— begin —

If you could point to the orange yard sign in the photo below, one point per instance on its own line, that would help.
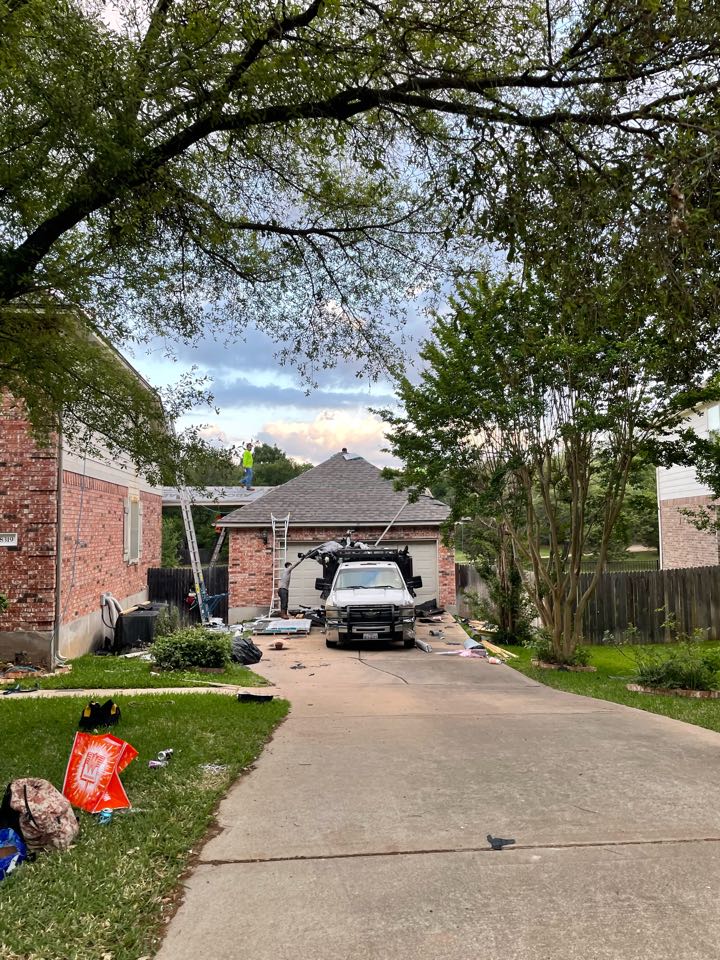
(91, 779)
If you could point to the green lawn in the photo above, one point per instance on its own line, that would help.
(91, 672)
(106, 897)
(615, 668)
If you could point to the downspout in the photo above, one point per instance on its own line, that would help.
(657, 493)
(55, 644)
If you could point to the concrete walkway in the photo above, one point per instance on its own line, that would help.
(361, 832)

— end —

* [Written exercise] Output the rows as a JSON list of strings, one string per line with blank lines omitted, starting at the line that contains "If you could point to the green" and ending at the last line of the rows, both included.

* [Exercise response]
[
  "If you could point to the green lawn in the photo above, one point per instance on its own line, that would help.",
  "(91, 672)",
  "(106, 897)",
  "(615, 668)",
  "If you could point to the downspout in the photo above, one point per instance on its own line, that would help.",
  "(657, 493)",
  "(55, 644)",
  "If you could point to the concrete walkway in the photo above, one point per instance on its own line, that would help.",
  "(361, 832)"
]